## YOUR GOAL
In the entries below, locate the line with "sky in the photo above.", then give again that line and all lines after it, exactly, with pictures omitted.

-- Start of DATA TO PROCESS --

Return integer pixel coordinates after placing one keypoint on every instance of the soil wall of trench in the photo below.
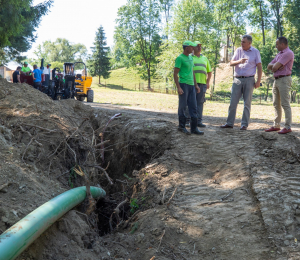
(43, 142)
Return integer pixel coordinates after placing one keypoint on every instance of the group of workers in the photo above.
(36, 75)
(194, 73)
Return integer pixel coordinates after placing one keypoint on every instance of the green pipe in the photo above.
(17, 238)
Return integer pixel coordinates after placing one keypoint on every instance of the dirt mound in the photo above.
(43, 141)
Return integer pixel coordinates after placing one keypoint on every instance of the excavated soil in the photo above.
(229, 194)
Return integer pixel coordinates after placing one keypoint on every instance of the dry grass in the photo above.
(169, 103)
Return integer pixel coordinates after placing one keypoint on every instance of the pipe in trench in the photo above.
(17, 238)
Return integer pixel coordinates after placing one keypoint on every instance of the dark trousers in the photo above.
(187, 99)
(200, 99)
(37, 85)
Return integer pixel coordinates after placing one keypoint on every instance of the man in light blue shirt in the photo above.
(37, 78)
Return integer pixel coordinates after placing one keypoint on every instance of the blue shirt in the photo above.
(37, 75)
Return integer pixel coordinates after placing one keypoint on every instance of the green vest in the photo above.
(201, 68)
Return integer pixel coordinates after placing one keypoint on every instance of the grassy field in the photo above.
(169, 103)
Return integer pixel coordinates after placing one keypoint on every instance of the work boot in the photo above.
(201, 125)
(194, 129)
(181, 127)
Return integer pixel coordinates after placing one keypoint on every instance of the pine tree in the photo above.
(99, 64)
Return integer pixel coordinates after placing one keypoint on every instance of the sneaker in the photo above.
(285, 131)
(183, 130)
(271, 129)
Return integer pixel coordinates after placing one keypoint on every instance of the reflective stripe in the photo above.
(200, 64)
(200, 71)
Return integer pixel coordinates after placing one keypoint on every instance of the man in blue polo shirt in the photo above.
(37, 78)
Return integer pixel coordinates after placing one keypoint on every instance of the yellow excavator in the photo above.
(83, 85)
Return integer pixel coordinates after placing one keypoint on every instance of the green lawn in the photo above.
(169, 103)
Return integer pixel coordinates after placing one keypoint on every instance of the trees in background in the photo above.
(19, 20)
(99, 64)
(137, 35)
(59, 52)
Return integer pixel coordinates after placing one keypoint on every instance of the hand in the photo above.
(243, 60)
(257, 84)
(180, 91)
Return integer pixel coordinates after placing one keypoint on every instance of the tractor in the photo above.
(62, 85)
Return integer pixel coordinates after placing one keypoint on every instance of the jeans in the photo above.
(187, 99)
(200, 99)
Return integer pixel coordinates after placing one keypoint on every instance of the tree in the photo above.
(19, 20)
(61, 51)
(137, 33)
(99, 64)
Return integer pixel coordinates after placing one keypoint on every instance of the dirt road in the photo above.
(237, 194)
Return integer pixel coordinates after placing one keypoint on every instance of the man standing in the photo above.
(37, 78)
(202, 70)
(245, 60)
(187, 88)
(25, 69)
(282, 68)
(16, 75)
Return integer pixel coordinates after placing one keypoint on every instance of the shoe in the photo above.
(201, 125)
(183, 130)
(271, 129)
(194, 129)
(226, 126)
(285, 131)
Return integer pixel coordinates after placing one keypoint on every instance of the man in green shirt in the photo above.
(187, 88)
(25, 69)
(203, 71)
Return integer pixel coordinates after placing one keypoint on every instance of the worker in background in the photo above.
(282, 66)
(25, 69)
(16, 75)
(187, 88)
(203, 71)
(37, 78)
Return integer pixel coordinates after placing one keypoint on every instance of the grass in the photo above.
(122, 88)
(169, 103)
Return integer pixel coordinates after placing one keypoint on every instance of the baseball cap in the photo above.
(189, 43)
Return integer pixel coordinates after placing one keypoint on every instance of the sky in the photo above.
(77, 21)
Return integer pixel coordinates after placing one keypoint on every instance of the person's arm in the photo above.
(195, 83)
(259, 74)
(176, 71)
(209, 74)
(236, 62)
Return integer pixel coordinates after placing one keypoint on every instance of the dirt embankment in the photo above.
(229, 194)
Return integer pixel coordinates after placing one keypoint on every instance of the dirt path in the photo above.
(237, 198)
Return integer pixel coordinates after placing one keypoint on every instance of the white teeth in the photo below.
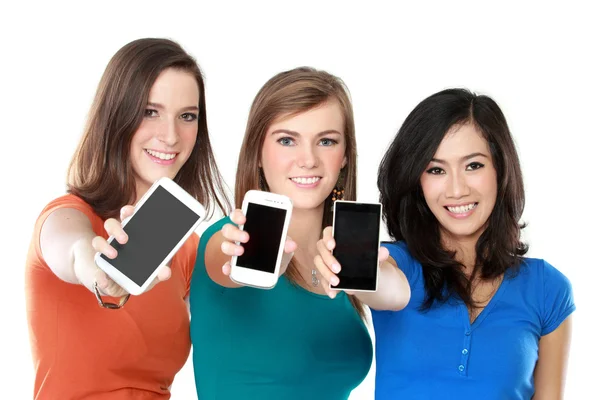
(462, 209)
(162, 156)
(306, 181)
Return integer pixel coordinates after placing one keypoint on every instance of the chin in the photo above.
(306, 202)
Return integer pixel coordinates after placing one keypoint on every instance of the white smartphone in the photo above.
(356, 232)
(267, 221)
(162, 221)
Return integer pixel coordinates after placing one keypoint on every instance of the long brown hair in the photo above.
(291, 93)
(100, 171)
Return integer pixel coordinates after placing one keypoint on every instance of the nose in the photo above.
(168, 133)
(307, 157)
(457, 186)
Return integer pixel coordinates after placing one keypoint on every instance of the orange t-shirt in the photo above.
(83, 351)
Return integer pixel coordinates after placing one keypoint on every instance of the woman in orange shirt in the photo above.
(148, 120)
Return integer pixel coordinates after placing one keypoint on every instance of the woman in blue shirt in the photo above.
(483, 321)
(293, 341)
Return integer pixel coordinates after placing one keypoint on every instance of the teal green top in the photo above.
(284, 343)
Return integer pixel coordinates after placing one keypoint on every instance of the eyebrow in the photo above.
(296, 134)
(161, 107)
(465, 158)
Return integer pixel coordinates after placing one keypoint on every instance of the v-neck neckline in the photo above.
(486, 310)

-- End of DATA TO PROCESS --

## ANSWER FOR THE TASK
Return integer pixel coordinates after placing one keypoint on every instance of the sky in the photo above.
(77, 21)
Return integer pixel coordinates after placing one keypoint on every instance of the person's arm in the photo above.
(195, 83)
(259, 74)
(176, 71)
(209, 74)
(236, 62)
Return integer pixel coordinates after placing one keypoint on every instance of the dirt embankment in the photo above.
(229, 194)
Return integer pixel coordinates after placing one keypoint on every instance of the dirt path in the photo above.
(237, 198)
Return integer pixel coordinates after placing one keypoint on every instance of the white teeth in the photo below.
(462, 209)
(162, 156)
(306, 181)
Return integer pixel coordinates after placing one keypoint on every instance of the chin in the photo above.
(306, 202)
Return integer pixel coordinates after placing one keypoint on every instance of the white smartphone in the photo above.
(356, 232)
(267, 221)
(162, 221)
Return integer pixel coordinates after placing one keypoint on every instance of the long brown hair in the photo above.
(291, 93)
(100, 171)
Return integer pixel coordinates after placing one keypoint on every instance of the nose in the photo above.
(168, 133)
(307, 157)
(457, 186)
Return integer pixel coordinates after placing one keypoint on every instance of the orange t-shirt in the photo above.
(83, 351)
Return integer pixel coordinates after placing one keypoint on every instance of the woman in orange shirt in the photo above.
(148, 120)
Return integer pixel coordinates after placing one keypoint on every instance of the woman in blue shirt in the photo above.
(483, 321)
(293, 341)
Return integer pixel coordinates after placing one keypoint on every instance of the teal green top in the photo above.
(284, 343)
Return integer pixel coordinates after placing one keypoint on every instance of the eyebrow in the photo above.
(296, 134)
(161, 107)
(465, 158)
Return integer pixel coordinates after placing one keypoint on every instance of the v-neck neckline in the photo above.
(486, 310)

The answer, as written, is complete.